▸ **Objective**
Pick out each line of the material below that contains the word "blue" and copy those lines.

▸ **Recorded information**
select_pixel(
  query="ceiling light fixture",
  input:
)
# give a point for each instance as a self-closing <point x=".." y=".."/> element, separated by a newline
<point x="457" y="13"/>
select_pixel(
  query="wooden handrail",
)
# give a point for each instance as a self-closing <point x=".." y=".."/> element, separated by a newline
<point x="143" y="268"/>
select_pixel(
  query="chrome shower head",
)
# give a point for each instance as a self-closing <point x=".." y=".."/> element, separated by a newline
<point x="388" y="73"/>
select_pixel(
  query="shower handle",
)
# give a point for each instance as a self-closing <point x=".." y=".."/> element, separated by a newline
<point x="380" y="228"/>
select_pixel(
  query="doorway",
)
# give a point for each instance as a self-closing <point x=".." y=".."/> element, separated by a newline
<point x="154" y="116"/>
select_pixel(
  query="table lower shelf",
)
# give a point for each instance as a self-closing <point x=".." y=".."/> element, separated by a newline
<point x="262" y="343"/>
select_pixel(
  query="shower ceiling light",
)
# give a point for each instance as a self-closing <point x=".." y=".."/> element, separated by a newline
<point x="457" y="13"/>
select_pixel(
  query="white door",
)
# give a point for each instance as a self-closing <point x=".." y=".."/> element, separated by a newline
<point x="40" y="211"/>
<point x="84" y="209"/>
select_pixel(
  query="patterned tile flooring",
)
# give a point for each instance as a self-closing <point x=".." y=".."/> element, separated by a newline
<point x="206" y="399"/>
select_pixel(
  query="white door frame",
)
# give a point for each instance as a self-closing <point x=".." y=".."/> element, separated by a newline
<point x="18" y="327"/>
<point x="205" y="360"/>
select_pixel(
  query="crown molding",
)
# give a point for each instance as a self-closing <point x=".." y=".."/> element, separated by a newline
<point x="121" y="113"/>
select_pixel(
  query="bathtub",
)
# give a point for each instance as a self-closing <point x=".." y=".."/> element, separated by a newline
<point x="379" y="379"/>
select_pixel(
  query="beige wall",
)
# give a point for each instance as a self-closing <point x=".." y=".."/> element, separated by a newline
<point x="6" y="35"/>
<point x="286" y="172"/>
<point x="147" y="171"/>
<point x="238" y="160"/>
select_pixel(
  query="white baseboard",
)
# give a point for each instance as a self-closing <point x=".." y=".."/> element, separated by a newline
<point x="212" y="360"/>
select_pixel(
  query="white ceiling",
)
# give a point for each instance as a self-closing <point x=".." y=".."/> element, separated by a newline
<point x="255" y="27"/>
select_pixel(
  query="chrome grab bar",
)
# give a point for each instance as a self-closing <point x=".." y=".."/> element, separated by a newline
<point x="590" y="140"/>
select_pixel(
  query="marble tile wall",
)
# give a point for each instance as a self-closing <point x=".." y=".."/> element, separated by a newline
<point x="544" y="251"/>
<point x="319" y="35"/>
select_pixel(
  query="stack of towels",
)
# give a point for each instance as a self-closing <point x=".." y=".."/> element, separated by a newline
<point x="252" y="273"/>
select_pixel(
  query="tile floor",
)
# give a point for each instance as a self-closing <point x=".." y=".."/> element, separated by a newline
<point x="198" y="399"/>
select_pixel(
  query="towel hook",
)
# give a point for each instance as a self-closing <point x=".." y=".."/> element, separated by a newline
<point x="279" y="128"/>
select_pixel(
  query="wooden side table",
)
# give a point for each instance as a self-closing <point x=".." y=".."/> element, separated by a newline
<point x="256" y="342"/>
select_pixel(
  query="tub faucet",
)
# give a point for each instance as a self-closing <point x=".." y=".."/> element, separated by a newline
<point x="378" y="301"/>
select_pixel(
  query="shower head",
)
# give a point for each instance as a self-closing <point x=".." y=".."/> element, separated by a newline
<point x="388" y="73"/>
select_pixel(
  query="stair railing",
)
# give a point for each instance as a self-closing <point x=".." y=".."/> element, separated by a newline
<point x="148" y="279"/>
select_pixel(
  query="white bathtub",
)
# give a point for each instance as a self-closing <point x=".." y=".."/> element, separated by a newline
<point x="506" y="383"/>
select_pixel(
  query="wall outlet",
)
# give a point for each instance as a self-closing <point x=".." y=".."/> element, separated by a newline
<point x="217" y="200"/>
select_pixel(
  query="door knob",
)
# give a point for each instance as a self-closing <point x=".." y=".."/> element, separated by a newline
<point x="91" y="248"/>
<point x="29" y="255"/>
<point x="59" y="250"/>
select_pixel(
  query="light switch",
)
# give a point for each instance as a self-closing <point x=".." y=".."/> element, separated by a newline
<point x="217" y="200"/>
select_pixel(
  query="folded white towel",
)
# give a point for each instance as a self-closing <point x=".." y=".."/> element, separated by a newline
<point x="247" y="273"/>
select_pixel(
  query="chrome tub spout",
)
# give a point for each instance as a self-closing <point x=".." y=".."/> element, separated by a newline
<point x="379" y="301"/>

...

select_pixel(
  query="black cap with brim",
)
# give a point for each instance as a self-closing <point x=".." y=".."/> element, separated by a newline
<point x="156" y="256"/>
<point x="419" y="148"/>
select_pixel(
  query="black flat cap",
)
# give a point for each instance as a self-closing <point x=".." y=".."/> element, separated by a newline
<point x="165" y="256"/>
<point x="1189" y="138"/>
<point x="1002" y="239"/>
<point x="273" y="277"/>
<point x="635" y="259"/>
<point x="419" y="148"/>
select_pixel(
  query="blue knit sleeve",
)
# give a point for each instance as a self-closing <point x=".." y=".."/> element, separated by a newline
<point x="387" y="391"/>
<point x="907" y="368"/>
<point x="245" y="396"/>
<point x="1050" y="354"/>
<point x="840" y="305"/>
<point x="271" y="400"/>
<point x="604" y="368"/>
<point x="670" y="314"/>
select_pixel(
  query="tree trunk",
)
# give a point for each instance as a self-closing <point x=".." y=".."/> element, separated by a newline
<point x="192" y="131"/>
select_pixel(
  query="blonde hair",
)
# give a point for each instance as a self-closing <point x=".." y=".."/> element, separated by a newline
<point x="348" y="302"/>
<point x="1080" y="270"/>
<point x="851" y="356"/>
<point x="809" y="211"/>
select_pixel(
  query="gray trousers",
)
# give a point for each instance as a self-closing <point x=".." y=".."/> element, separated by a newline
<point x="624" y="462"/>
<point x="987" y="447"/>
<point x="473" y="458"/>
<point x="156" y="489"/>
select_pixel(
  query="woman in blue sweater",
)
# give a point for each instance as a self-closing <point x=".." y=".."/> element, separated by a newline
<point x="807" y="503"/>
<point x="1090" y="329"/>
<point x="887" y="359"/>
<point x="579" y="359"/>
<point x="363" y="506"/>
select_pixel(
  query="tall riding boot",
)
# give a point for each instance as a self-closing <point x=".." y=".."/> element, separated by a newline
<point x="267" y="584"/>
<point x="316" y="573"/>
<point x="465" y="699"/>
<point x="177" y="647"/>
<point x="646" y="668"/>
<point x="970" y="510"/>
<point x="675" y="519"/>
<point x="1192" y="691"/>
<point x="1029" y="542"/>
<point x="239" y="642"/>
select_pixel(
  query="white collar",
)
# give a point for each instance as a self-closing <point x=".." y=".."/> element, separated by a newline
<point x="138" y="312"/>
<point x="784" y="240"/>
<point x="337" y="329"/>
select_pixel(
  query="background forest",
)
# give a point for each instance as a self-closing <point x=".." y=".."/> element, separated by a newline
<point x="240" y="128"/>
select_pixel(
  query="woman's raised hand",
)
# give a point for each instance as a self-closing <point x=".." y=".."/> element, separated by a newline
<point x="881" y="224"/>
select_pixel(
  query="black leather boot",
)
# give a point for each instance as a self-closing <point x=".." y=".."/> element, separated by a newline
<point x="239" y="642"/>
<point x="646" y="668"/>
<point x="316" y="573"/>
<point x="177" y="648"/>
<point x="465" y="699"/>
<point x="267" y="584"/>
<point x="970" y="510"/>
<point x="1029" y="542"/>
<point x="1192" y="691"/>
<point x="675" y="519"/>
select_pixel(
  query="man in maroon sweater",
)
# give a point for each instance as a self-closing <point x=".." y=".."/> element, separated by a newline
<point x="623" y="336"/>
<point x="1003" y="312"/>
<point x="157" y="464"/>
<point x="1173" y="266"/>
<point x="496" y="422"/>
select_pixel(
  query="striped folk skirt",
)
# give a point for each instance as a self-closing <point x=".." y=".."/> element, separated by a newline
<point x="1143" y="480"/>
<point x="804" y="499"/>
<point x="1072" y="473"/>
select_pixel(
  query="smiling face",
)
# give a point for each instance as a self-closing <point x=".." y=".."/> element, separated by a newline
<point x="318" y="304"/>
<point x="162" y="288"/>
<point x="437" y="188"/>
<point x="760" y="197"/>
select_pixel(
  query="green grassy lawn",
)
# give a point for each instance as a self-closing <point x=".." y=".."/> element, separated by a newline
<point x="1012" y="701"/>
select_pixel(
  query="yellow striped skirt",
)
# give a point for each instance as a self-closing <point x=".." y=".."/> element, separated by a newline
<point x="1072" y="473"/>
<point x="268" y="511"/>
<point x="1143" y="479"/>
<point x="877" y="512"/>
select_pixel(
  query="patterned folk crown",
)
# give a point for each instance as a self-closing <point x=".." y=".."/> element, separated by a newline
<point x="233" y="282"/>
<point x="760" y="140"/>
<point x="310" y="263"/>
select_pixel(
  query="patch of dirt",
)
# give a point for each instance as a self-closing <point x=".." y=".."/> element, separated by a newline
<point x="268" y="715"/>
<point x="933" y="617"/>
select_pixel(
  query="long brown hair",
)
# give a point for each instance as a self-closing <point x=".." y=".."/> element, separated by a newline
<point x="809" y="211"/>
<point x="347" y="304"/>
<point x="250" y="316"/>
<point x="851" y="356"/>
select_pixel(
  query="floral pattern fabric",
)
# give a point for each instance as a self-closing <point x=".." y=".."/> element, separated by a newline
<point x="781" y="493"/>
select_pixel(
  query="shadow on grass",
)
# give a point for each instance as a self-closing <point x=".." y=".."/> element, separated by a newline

▸ **Answer to the task**
  query="blue knit sleeve",
  query="woman in blue sweater",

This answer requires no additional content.